== Work instructions ==
Transcribe the lines of the records starting with the one that has "Exercise. Point to the stadium terrace" in it and ending with the last, and transcribe nothing else.

+++ Material to process

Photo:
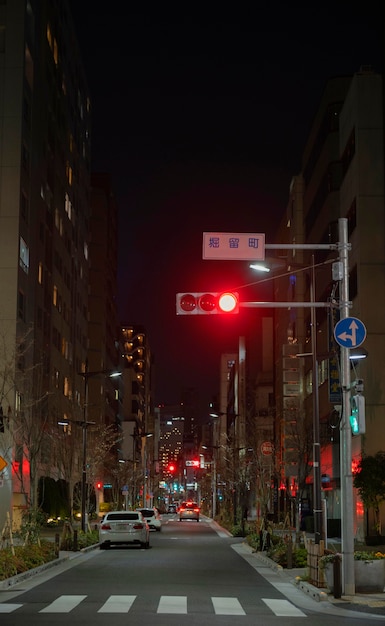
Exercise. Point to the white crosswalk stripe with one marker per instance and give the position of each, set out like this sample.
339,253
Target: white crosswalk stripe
227,606
9,608
63,604
283,608
117,604
171,605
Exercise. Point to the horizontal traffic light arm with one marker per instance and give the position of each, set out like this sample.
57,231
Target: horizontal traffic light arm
227,303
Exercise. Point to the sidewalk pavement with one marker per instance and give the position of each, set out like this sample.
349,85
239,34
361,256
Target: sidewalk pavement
371,603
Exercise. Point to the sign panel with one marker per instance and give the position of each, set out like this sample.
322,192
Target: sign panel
350,332
234,246
267,448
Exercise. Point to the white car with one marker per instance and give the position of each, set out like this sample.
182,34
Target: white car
153,518
124,528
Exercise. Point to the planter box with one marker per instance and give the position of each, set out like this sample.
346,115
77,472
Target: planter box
375,540
369,576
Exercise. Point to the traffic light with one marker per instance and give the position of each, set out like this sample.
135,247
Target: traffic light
204,303
357,415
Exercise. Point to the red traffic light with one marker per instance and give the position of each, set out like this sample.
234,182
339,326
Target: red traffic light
212,303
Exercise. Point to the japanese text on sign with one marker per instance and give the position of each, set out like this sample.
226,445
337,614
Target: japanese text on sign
230,246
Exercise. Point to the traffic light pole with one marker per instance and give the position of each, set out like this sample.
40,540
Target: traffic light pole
347,513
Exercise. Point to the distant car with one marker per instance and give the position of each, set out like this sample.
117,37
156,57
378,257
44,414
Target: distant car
124,528
189,510
152,518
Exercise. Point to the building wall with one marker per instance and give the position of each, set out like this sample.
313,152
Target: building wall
342,176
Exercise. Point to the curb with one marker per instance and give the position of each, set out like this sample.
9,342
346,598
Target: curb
10,582
309,589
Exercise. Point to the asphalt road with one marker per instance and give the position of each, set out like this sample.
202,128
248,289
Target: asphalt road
193,574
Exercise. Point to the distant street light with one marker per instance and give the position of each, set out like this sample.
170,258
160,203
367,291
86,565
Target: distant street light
84,423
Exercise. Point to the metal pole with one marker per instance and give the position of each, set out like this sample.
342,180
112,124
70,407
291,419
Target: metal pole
317,510
347,522
214,485
84,463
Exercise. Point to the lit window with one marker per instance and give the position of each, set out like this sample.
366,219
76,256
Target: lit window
24,255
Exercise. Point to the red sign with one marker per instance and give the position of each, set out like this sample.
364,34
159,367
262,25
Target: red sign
267,448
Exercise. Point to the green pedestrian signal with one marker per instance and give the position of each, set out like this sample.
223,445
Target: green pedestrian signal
357,414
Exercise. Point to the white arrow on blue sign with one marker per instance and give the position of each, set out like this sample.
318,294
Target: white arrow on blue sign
350,332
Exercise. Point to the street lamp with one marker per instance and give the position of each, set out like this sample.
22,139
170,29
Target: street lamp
214,477
84,424
142,436
317,507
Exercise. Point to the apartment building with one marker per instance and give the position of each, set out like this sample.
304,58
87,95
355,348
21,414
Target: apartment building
342,176
45,250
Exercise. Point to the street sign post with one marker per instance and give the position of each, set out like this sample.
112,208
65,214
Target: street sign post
350,332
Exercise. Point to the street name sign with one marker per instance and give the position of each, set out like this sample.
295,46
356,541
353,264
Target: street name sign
234,246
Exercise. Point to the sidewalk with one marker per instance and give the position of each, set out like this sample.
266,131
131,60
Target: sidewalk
371,603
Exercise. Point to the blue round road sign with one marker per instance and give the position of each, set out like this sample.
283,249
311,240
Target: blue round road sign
350,332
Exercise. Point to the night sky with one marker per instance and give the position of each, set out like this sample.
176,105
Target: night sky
201,121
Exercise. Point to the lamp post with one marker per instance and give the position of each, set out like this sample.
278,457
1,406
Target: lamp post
84,424
214,477
317,508
142,436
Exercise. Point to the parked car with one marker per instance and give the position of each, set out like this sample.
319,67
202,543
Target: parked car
124,527
189,510
152,518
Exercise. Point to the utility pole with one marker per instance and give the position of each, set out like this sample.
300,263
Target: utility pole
347,523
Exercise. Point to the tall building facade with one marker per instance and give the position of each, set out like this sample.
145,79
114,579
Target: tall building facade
342,176
45,249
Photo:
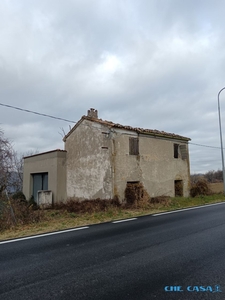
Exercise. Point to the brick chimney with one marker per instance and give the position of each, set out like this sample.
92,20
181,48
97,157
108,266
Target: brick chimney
92,113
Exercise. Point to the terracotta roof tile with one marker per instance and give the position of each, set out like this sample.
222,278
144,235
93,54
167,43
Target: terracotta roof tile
110,124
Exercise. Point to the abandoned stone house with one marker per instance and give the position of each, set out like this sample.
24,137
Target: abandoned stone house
101,158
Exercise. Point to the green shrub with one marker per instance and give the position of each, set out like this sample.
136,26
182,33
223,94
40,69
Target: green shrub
200,188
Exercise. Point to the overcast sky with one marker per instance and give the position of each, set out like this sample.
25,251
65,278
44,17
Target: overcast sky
149,63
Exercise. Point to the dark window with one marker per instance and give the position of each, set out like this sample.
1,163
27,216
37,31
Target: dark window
178,187
183,151
134,146
40,182
175,148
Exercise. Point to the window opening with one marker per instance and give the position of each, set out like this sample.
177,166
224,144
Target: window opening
178,186
133,146
175,148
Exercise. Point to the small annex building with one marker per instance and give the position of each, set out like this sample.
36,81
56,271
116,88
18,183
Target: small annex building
101,158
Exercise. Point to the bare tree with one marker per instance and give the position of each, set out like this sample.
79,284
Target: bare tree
6,161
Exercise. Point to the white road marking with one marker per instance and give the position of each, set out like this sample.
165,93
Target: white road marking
42,235
179,210
126,220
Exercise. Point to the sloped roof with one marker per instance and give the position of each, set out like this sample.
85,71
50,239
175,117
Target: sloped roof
51,151
110,124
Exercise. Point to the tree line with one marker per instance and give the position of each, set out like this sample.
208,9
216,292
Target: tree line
11,166
210,176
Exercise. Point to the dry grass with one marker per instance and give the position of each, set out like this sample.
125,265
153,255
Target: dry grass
216,187
69,216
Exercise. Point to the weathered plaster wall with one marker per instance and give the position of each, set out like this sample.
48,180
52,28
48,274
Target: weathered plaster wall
54,163
155,166
89,172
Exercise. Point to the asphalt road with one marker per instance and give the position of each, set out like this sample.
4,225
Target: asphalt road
145,258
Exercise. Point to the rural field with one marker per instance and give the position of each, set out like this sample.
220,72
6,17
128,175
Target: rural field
216,187
27,221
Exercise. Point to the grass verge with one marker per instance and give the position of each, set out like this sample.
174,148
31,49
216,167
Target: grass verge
59,219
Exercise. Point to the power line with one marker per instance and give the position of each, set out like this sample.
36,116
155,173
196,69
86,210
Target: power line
62,119
205,146
36,113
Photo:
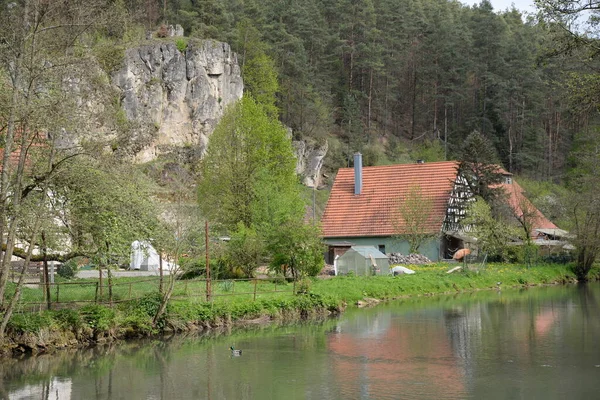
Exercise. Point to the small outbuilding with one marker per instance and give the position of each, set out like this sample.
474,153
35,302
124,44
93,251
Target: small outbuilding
363,260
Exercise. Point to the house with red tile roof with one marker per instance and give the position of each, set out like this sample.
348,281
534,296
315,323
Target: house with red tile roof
363,207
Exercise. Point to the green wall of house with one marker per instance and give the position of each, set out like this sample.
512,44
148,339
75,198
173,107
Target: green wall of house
430,249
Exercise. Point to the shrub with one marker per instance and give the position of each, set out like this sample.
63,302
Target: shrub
29,322
67,270
181,44
69,319
98,317
163,31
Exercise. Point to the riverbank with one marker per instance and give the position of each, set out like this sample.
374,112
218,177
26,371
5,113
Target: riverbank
92,324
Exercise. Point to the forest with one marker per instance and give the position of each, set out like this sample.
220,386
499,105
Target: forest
397,80
405,79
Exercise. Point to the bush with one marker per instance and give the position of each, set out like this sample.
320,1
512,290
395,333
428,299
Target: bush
67,270
98,317
181,44
29,322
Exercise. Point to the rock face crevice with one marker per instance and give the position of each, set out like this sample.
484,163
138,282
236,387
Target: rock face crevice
309,161
174,98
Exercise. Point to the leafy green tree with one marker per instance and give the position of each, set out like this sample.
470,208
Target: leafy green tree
248,173
493,235
414,211
245,250
584,204
296,249
479,166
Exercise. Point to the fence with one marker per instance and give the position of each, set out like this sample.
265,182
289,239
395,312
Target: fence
40,296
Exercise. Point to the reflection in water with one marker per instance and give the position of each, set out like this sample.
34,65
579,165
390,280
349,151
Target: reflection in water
538,343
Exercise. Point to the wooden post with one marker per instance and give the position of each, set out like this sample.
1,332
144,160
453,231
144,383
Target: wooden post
208,288
46,277
109,286
160,282
100,279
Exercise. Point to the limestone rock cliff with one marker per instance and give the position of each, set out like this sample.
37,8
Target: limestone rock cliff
176,98
309,162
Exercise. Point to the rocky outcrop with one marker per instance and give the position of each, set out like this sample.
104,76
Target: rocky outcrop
175,98
309,162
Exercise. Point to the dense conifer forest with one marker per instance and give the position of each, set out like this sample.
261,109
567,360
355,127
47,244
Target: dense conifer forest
405,79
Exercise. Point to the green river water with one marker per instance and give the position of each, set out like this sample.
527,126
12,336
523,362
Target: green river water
540,343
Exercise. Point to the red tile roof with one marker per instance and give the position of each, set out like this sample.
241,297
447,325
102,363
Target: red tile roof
517,201
374,212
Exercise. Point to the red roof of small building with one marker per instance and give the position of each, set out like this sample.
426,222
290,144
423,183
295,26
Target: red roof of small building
519,203
375,212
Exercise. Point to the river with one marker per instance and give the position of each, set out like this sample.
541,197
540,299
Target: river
539,343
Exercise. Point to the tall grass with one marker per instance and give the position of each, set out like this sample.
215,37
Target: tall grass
236,301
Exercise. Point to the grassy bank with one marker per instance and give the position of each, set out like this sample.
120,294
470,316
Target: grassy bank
33,332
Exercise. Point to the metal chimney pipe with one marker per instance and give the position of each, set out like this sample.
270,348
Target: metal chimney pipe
357,173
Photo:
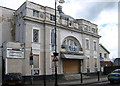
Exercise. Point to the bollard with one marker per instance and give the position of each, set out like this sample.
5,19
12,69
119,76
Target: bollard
98,76
81,78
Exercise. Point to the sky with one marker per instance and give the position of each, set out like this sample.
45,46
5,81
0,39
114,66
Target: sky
104,13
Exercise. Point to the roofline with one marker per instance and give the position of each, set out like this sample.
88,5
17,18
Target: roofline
87,21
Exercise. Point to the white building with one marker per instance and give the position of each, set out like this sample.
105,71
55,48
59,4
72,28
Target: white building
32,25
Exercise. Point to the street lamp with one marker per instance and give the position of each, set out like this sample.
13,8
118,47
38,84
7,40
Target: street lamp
55,53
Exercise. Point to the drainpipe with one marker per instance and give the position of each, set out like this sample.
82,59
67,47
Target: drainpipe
44,50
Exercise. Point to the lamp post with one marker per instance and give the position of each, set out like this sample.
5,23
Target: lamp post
55,53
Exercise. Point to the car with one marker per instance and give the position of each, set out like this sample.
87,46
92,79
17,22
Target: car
13,79
114,76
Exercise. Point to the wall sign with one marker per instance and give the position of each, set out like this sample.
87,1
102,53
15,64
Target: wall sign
15,52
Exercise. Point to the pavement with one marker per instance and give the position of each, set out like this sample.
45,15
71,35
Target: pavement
85,81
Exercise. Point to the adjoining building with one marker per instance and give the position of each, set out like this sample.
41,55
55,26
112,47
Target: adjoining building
117,62
32,25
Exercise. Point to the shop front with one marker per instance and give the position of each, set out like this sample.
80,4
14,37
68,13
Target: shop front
72,63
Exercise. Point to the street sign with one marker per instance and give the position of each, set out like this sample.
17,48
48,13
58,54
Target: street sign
55,59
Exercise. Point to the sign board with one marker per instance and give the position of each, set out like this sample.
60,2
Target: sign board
101,59
36,71
15,52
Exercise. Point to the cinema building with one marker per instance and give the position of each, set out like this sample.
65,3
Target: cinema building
32,25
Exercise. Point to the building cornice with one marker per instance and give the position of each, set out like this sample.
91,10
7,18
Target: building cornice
60,26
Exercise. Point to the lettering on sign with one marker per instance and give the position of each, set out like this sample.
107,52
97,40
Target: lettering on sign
15,53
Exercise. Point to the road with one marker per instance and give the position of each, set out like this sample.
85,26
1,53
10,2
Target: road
106,83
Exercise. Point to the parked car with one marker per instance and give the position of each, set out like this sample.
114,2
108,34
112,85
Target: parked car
114,76
13,79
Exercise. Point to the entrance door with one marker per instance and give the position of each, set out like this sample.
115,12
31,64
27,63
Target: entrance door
71,66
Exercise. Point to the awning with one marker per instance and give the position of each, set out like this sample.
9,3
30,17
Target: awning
69,56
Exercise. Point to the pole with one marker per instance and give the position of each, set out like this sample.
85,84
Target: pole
98,76
56,84
31,75
81,78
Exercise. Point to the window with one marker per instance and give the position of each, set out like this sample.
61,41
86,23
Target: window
93,30
95,46
105,55
52,17
100,54
87,44
86,28
36,13
35,35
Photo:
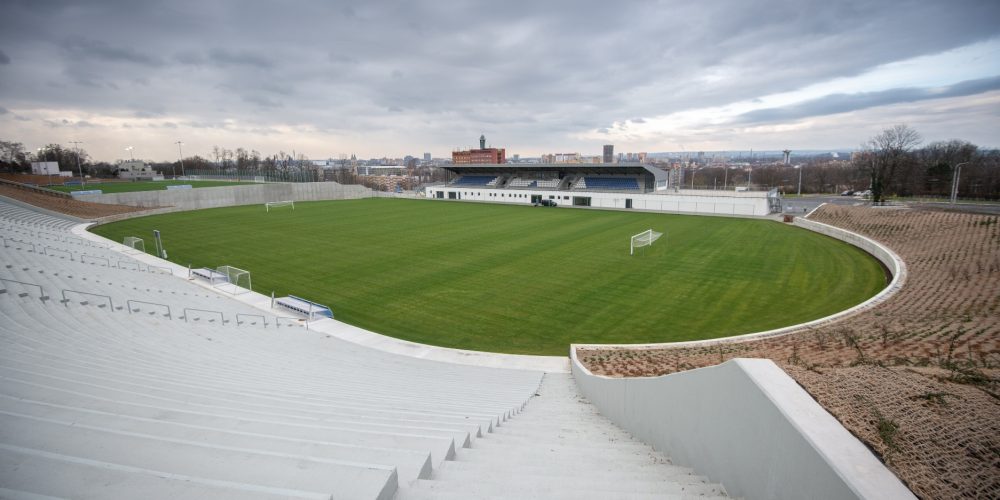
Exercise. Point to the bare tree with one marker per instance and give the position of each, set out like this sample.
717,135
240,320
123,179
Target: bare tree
885,155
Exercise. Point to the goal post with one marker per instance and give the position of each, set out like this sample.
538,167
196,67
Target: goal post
236,280
278,204
135,243
643,239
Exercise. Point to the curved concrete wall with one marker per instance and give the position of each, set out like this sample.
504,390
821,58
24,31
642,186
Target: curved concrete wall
227,196
747,424
889,259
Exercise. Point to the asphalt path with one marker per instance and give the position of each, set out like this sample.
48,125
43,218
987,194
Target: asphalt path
806,204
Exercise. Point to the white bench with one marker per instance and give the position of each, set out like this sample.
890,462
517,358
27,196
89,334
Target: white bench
308,308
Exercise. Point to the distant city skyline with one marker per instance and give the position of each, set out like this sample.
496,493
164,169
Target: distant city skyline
385,79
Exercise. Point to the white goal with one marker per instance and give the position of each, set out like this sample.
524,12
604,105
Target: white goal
236,280
643,239
278,204
135,243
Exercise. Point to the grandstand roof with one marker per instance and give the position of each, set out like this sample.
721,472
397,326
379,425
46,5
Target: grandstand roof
561,168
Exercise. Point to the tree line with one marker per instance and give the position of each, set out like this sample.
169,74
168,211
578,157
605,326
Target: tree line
891,163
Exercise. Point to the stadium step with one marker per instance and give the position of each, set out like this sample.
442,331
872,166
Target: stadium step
37,475
355,480
411,465
560,447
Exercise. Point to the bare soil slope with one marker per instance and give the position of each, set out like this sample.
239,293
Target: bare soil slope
917,377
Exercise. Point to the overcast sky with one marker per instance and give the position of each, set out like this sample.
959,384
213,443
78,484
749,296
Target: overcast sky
379,78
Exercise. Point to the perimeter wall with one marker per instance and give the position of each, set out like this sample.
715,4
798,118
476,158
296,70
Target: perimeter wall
745,424
227,196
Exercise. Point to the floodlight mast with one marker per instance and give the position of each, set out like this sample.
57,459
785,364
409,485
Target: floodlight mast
83,183
180,156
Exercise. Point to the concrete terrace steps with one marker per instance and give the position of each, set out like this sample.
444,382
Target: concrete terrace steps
103,398
50,475
302,396
96,402
560,447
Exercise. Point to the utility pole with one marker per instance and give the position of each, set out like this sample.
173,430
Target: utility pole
180,155
83,183
954,181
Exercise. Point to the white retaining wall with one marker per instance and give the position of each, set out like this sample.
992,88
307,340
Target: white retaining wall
693,201
227,196
748,425
889,259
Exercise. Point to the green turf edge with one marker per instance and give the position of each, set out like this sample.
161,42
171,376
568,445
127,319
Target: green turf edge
537,279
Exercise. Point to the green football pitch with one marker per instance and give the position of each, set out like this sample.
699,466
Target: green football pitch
128,187
519,279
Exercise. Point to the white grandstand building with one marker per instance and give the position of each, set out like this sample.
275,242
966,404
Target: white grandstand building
616,186
120,377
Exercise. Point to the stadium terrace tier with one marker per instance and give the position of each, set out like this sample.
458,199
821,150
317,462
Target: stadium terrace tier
622,186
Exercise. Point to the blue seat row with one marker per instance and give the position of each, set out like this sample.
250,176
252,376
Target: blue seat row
611,183
473,180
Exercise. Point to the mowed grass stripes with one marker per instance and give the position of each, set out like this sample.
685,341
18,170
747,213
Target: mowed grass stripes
131,187
522,279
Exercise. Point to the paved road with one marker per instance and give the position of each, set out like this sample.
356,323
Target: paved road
807,203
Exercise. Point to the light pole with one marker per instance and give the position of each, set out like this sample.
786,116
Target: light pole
41,159
83,183
954,181
180,155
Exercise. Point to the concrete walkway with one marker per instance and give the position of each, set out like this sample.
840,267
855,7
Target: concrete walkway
559,446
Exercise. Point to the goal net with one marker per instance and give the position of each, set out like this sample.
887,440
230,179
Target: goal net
135,243
278,204
643,239
236,280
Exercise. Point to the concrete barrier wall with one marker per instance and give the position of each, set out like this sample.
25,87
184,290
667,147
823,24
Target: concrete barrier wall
226,196
748,425
892,262
752,203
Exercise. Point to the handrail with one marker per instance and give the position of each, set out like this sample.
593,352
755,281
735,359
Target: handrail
186,309
41,291
65,301
6,239
133,262
261,316
45,251
131,310
107,261
294,321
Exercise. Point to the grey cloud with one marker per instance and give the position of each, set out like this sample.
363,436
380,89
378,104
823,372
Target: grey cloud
534,72
97,49
264,102
842,103
227,57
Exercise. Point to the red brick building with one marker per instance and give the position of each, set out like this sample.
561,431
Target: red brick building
483,155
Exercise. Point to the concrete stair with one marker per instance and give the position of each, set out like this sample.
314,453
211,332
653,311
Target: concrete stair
560,447
98,402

++++++

== Worked solution ==
Exercise. Point to the stadium terrace tier with one marker per instance and give the position of each, set out like this sample.
458,199
821,150
317,462
Target: stadium terrace tier
622,186
Exercise. Point to the blue seat row with one marker per instance and give the position of each, set out like this sample.
250,176
252,376
Target: blue seat row
611,183
473,180
Exercise. Point to the mowed grass stripes with one marker per instance and give the position of each, set out like this sample.
685,341
18,170
747,213
Target: mowed grass stripes
131,187
522,279
Exercise. Point to the paved road with one marker per instance and give the position of each, set out like this sample.
356,323
Target: paved road
807,203
Exercise. Point to the light pole with one marker per instance and give the position of each, set out like this sample.
786,116
Target: light pole
41,159
83,183
954,181
180,155
Exercise. Point to the concrete walkway with one marker per instance and give the position of each, set out like this sample.
840,267
855,7
Target: concrete walkway
559,446
Exercise. Point to the goal net with one marker per instance and give the position of each, set out like this sample.
887,440
230,179
Target: goal net
135,243
278,204
643,239
236,280
Exercise. Point to the concrete barrier wall with one marker per instance and give the position of each, set out like this sample.
25,87
184,290
667,147
823,24
Target: concrete barrier wall
226,196
748,425
892,262
752,203
Exercise. Point to the handrail with one marker per instance and give the position of each, set out like this sample.
593,352
755,281
735,359
Target: handrail
186,309
41,291
65,301
6,239
133,262
261,316
45,251
131,310
107,261
294,321
Exercise. Point to the grey cloud with one marker per instance and give the position of each, set out like this sample.
363,436
380,89
378,104
823,372
Target: grey cloud
534,72
97,49
264,102
842,103
227,57
Exercise. Point to the red brick building with one marker per instance and give the position of each, set out like this sample.
561,431
Target: red brick building
483,155
Exercise. Point to the concrete stair with one marker per instance and give the position of each, set out like this sample.
314,453
211,332
653,311
Target: concrete stair
560,447
98,402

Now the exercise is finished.